- [Provided passage]
***

Infrastructure at your Service

Daniel Westermann

Can I do it with PostgreSQL? – 15 – invisible indexes

It has been quite a while since the last post in this series. Today we’ll look at what you know from Oracle as: Invisible indexes. In case you wonder what they might be useful for: Imagine you want to test if an index would benefit one or more queries without affecting the production workload. In other words: Wouldn’t it be cool to create an index but somehow tell the optimizer not to use it for the ongoing queries? This is what invisible indexes are about: Create an index which you believe should improve performance for one or more queries but at the same step make sure that it is not taken into account when the query plan is generated and then executed. The bad news is: This is not possible in PostgreSQL core. The good news is: There is an extension which does exactly this.

The extension is called hypopg and is available via github. The readme states that it works on all PostgreSQL versions starting with 9.2, so lets try it with PostgreSQL 10 Beta1.

postgres@pgbox:/home/postgres/ [PG10B] psql -X postgres
psql (10beta1 dbi services build)
Type "help" for help.

postgres=# select version();
                                                            version                                                            
-------------------------------------------------------------------------------------------------------------------------------
 PostgreSQL 10beta1 dbi services build on x86_64-pc-linux-gnu, compiled by gcc (GCC) 4.8.5 20150623 (Red Hat 4.8.5-11), 64-bit
(1 row)

postgres=# 

Getting the extension downloaded, compiled and installed is straight forward:

postgres@pgbox:/home/postgres/ [PG10B] wget https://github.com/dalibo/hypopg/archive/master.zip
postgres@pgbox:/home/postgres/ [PG10B] unzip master.zip 
postgres@pgbox:/home/postgres/ [PG10B] cd hypopg-master/
postgres@pgbox:/home/postgres/hypopg-master/ [PG10B] make install
postgres@pgbox:/home/postgres/hypopg-master/ [PG10B] psql -X -c "create extension hypopg" postgres
CREATE EXTENSION
postgres@pgbox:/home/postgres/hypopg-master/ [PG10B] psql -X -c "\dx" postgres
                     List of installed extensions
  Name   | Version  |   Schema   |             Description             
---------+----------+------------+-------------------------------------
 hypopg  | 1.1.0dev | public     | Hypothetical indexes for PostgreSQL
 plpgsql | 1.0      | pg_catalog | PL/pgSQL procedural language
(2 rows)

***

(Point placement records)
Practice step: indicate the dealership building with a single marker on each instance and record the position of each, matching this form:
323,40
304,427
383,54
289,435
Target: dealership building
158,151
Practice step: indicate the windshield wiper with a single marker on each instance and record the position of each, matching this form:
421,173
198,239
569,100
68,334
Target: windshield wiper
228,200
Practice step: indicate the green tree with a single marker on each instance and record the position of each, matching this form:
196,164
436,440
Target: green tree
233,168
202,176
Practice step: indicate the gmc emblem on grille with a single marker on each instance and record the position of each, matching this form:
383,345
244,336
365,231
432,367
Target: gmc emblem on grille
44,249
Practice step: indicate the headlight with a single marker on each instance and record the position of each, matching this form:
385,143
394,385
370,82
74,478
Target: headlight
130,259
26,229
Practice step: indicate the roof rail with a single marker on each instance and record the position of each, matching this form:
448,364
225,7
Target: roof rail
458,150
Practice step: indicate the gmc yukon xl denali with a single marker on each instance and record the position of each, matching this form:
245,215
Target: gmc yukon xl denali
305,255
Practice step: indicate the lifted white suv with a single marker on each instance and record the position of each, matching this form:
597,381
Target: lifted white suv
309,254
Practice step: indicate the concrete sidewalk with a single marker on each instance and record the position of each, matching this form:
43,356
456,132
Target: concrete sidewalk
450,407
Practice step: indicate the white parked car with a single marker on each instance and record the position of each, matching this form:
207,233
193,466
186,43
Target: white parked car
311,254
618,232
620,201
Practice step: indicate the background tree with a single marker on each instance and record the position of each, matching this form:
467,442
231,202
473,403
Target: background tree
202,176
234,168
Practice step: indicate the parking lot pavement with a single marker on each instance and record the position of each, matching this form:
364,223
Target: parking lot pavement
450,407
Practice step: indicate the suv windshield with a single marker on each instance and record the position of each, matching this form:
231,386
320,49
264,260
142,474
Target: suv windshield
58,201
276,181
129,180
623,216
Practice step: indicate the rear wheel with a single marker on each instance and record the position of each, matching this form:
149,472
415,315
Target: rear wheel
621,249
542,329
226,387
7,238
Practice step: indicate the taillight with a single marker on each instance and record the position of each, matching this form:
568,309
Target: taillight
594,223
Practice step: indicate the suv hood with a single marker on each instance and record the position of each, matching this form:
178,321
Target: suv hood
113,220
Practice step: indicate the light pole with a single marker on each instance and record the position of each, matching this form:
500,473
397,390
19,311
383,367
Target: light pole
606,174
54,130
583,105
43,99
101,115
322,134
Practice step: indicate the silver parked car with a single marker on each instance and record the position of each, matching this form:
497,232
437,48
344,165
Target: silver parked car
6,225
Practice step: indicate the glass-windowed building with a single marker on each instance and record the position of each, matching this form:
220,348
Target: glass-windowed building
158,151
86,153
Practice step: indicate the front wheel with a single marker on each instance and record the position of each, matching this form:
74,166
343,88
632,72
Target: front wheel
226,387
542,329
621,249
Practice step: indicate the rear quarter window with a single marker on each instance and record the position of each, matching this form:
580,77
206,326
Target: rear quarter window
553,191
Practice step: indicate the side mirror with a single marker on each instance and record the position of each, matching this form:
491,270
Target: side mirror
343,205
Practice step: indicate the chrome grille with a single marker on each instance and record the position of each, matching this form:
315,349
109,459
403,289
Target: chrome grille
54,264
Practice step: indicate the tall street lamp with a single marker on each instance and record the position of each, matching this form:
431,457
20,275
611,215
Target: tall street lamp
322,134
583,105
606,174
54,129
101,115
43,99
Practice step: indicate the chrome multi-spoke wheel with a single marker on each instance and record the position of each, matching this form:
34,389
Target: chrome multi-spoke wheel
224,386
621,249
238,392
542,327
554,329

***

- [Tasks]
1. Turn the paragraph of the invisible indexes post that begins "It has been quite a while" into a short list that keeps its main facts.
2. Carry on the post about invisible indexes in PostgreSQL, starting after its last line.
None of the rows are needed for this work.

- [Task results]
1.
- This post in the series covers what Oracle calls invisible indexes.
- They let you test whether an index would benefit one or more queries without affecting the production workload.
- You create the index, but the optimizer does not take it into account when the query plan is generated and executed.
- PostgreSQL core cannot do this.
- An extension does exactly this.

2.
Here we go, all fine until now and we should be ready to use it. Obviously we need a table and some data to test with:

postgres@pgbox:/home/postgres/ [PG10B] psql -X postgres
psql (10beta1 dbi services build)
Type "help" for help.

postgres=# \! cat a.sql
drop table if exists t1;
create table t1 ( a int );
with generator as 
 ( select a.*
     from generate_series ( 1, 5000000 ) a
    order by random()
 )
insert into t1 ( a ) 
     select a
       from generator;
postgres=# \i a.sql
DROP TABLE
CREATE TABLE
INSERT 0 5000000
postgres=# analyze t1;
ANALYZE
postgres=# select * from pg_size_pretty ( pg_total_relation_size ('t1') );
 pg_size_pretty 
----------------
 173 MB
(1 row)

So now we have a table containing some data. The only choice PostgreSQL has to fetch one or more rows is to use a sequential scan (which is a full table scan in Oracle):

postgres=# explain select * from t1 where a = 5;
                             QUERY PLAN                              
---------------------------------------------------------------------
 Gather  (cost=1000.00..49165.77 rows=1 width=4)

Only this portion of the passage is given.